>> Start
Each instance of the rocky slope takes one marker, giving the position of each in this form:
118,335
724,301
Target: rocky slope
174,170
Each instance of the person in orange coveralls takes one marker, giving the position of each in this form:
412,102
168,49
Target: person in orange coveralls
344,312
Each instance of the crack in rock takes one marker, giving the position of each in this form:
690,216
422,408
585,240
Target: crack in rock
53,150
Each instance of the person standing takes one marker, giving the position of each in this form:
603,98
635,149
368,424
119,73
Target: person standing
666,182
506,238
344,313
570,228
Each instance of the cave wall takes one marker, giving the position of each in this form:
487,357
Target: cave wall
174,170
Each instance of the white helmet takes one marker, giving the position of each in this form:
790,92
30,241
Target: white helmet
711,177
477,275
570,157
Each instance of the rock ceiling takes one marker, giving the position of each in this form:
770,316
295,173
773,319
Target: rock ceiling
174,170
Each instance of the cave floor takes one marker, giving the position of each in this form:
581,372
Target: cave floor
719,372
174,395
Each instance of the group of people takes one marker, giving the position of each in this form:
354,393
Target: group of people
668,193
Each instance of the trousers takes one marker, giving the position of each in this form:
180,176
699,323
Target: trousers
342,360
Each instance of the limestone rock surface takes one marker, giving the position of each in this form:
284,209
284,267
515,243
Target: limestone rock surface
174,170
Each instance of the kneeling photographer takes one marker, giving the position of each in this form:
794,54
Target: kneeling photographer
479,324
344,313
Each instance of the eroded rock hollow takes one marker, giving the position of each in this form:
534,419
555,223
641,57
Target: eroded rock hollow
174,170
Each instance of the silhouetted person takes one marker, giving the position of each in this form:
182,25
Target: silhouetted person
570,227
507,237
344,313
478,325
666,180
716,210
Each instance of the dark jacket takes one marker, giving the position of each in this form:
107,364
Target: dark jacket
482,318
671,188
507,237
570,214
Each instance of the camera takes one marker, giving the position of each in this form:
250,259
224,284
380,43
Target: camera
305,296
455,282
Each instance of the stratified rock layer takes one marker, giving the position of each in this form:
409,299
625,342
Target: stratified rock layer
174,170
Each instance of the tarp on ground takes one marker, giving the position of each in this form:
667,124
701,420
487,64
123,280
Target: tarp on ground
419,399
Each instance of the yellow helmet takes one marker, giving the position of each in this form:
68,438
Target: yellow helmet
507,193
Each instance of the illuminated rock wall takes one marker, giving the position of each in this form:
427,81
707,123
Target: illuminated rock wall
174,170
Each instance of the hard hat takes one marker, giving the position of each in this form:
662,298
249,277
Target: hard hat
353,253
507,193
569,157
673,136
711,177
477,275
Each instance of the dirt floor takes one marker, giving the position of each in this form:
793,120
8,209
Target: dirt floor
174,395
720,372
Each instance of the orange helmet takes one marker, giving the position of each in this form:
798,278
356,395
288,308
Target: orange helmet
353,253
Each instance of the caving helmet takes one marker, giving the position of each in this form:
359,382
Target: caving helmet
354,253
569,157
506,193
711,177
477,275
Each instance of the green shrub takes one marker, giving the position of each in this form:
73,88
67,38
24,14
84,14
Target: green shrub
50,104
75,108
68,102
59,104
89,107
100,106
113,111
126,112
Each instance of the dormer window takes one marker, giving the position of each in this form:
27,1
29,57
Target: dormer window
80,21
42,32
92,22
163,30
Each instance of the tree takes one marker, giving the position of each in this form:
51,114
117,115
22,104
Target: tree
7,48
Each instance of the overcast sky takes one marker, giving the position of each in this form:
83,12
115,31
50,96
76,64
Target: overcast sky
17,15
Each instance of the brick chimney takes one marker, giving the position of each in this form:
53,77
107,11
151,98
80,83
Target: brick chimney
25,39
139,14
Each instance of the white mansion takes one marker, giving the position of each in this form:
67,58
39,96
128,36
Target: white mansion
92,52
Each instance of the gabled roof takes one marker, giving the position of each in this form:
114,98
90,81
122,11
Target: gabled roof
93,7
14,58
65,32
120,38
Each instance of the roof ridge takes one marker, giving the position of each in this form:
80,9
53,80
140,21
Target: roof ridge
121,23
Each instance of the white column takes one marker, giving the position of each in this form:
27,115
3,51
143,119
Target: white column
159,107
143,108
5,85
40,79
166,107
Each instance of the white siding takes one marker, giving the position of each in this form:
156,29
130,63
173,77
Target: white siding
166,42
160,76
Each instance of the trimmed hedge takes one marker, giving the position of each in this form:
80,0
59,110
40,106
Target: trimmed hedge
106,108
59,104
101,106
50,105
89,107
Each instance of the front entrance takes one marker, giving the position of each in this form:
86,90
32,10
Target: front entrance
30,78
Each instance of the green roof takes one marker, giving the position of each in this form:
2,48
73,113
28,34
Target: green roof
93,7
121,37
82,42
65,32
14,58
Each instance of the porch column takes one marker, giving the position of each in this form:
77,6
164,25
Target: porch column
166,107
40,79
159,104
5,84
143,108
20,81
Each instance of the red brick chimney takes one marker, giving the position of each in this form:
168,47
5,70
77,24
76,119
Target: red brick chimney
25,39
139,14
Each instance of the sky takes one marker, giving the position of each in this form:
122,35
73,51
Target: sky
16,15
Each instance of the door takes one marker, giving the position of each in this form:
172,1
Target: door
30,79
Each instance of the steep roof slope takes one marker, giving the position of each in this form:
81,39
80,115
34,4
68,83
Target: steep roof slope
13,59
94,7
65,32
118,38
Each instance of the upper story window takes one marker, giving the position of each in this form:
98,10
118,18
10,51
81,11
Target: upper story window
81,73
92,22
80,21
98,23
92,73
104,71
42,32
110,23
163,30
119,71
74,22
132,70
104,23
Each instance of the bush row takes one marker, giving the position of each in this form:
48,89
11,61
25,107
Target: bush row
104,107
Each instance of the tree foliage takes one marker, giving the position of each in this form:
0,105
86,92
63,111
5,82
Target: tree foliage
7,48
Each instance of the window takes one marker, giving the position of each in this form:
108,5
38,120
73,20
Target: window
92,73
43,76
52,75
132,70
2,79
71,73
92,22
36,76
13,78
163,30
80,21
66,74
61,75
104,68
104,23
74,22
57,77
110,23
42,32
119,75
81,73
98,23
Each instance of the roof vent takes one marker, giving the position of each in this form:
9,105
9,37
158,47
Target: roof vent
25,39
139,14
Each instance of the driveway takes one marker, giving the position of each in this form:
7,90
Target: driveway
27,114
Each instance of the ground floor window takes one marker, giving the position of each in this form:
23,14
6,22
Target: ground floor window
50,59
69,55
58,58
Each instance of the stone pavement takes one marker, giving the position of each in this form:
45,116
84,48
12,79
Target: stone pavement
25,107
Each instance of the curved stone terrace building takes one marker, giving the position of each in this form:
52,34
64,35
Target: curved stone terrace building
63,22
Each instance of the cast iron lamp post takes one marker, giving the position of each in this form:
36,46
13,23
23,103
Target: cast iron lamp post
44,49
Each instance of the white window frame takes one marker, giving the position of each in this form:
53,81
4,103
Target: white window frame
>> End
**Requirement:** Every entry must be output again, exactly as written above.

**The answer:**
Each instance of the rocky slope takes one marker, giving the position of each in this form:
118,335
724,301
Target: rocky slope
174,170
Each instance of the person in orange coveralls takes one marker, giving the position of each in this form:
412,102
168,49
Target: person in orange coveralls
344,312
Each instance of the crack in rock takes one marker, giving the position of each in this form:
690,216
422,408
585,240
Target: crack in rock
53,150
Each instance of the person standing takes one marker, giving the position of each in this form:
603,98
635,149
368,424
119,73
Target: person standing
666,182
506,238
344,313
570,228
Each instance of the cave wall takes one marker, giving the position of each in this form:
487,357
Target: cave wall
174,170
Each instance of the white helmet takes one marker, giving the position of each in this form:
790,92
30,241
Target: white helmet
711,177
477,275
570,157
Each instance of the rock ceiling takes one marker, giving the position of each in this form:
770,316
295,173
773,319
Target: rock ceiling
174,170
Each instance of the cave floor takes one marker, giving the position of each in this form:
581,372
Target: cave floor
719,372
174,395
Each instance of the group of people takes one marker, giving the position of each in this form:
354,393
Target: group of people
668,193
Each instance of the trousers takes one marker, giving the position of each in this form:
180,176
699,323
Target: trousers
342,360
Each instance of the limestone rock surface takes one marker, giving the position of each in this form:
284,209
284,267
515,243
Target: limestone rock surface
174,170
Each instance of the kneeling photographer takes one marker, giving the position of each in this form:
794,54
Target: kneeling photographer
479,324
344,313
Each instance of the eroded rock hollow takes one marker, giving the position of each in this form:
534,419
555,223
641,57
Target: eroded rock hollow
174,170
Each instance of the silhouetted person takes one marker, giving the position of each in this form:
182,25
Target: silhouetted person
570,227
507,237
344,313
478,325
666,180
716,210
Each instance of the dark jacket takes one marker, giving the position of each in this form:
107,364
Target: dark jacket
482,318
671,188
507,237
570,214
Each instance of the camera takes one marker, giving the position of each in this form:
250,259
224,284
380,43
Target: camera
305,296
455,282
Each instance of the stratified rock layer takes one marker, giving the position of each in this form:
409,299
625,342
Target: stratified rock layer
174,170
Each instance of the tarp on ground takes one marker, giving the position of each in this form:
667,124
701,420
487,64
123,280
Target: tarp on ground
419,399
Each instance of the yellow helmet takes one marker, giving the position of each in this form:
68,438
Target: yellow helmet
507,193
Each instance of the illuminated rock wall takes one marker, giving the position of each in this form:
427,81
707,123
Target: illuminated rock wall
174,170
Each instance of the hard hat takes one marker, giving the position of each in this form:
662,298
249,277
Target: hard hat
353,253
507,193
569,157
673,136
711,177
477,275
Each instance of the dirt floor takes one marker, giving the position of each in this form:
793,120
8,209
Target: dirt floor
174,395
720,372
Each instance of the orange helmet takes one marker, giving the position of each in this form:
798,278
356,395
288,308
Target: orange helmet
353,253
Each instance of the caving helmet takes one marker, giving the position of each in this form:
359,382
Target: caving helmet
354,253
569,157
506,193
711,177
477,275
Each instance of the green shrub takes one marker, giving the position of each in this form:
73,88
67,38
24,14
84,14
Target: green shrub
50,104
75,108
68,102
59,104
89,107
100,106
113,111
126,112
Each instance of the dormer window takes one marker, giving the position of each in this form:
27,1
29,57
Target: dormer window
80,21
42,32
92,22
163,30
Each instance of the tree takes one marker, giving the position of each in this form:
51,114
117,115
22,104
Target: tree
7,48
Each instance of the overcast sky takes one marker, giving the position of each in this form:
83,12
115,31
50,96
76,64
Target: overcast sky
17,15
Each instance of the brick chimney takes one marker, giving the position of each in this form:
53,77
107,11
151,98
80,83
Target: brick chimney
25,39
139,14
Each instance of the white mansion takes one marker, giving the position of each in this form:
67,58
39,96
128,36
Target: white mansion
92,52
Each instance of the gabled roof takes one marker, giving the position of each in this form:
114,98
90,81
122,11
Target: gabled roof
93,7
14,58
65,32
120,38
Each instance of the roof ridge takes one marker, giving the position of each in this form:
80,9
53,80
140,21
Target: roof ridge
121,23
Each instance of the white column takes one marker, giving the position of each in this form:
27,115
3,51
143,119
Target: white column
159,107
143,108
5,85
40,79
166,107
Each instance of the white siding takes one marker, giving the position of each in this form:
156,29
130,63
173,77
Target: white siding
166,42
160,76
Each instance of the trimmed hedge takes one marker, giving the position of each in this form:
80,0
59,110
40,106
Target: trimmed hedge
106,108
59,104
101,106
50,105
89,107
Each instance of the front entrance takes one marker, giving the position of each in this form:
86,90
32,10
Target: front entrance
30,78
Each instance of the green roof takes one marker, giving the position of each in this form:
2,48
73,113
28,34
Target: green roof
93,7
121,37
82,42
65,32
14,58
Each instance of the porch column takes one marker, giving the position of each in this form:
77,6
164,25
Target: porch column
166,107
40,79
159,104
5,84
143,108
20,81
Each instance of the red brick chimney takes one marker, giving the position of each in this form:
168,47
5,70
77,24
76,119
Target: red brick chimney
25,39
139,14
Each instance of the sky takes one marker, giving the position of each in this form:
122,35
73,51
Target: sky
16,15
Each instance of the door takes one marker, giving the position of each in this form:
172,1
Target: door
30,79
Each instance of the steep roof slope takes one marker, giving the position of each in this form:
81,39
80,115
34,4
68,83
Target: steep roof slope
13,59
94,7
65,32
118,38
Each instance of the upper story window takes one marker, giving the position of each in this form:
98,10
118,18
10,51
81,11
Target: upper story window
81,73
92,22
80,21
98,23
92,73
104,71
42,32
110,23
163,30
119,71
74,22
132,70
104,23
Each instance of the bush row takes one marker, giving the position of each in this form:
48,89
11,61
25,107
Target: bush row
104,107
Each instance of the tree foliage takes one marker, giving the position of each in this form:
0,105
86,92
63,111
5,82
Target: tree foliage
7,48
Each instance of the window takes one marker, giving the position of each in this form:
108,5
38,120
73,20
Target: window
92,73
43,76
52,75
132,70
2,79
71,73
92,22
36,76
13,78
163,30
80,21
66,74
61,75
104,68
104,23
74,22
57,77
110,23
42,32
119,75
81,73
98,23
Each instance of the roof vent takes one marker, giving the position of each in this form:
9,105
9,37
158,47
Target: roof vent
25,39
139,14
Each instance of the driveway takes one marker, giving the position of each in this form:
7,90
Target: driveway
27,114
Each instance of the ground floor window takes one marker, giving the position of each in this form:
23,14
6,22
Target: ground floor window
50,59
69,55
58,58
Each instance of the stone pavement takes one marker, giving the position of each in this form:
45,116
84,48
12,79
Target: stone pavement
25,107
Each instance of the curved stone terrace building takes one marker, giving the position of each in this form:
52,34
64,35
Target: curved stone terrace building
63,22
Each instance of the cast iron lamp post takes one marker, giving the position of each in this form:
36,46
13,23
23,103
Target: cast iron lamp post
44,49
Each instance of the white window frame takes one marker, giving the position of each in this form:
53,81
4,103
Target: white window frame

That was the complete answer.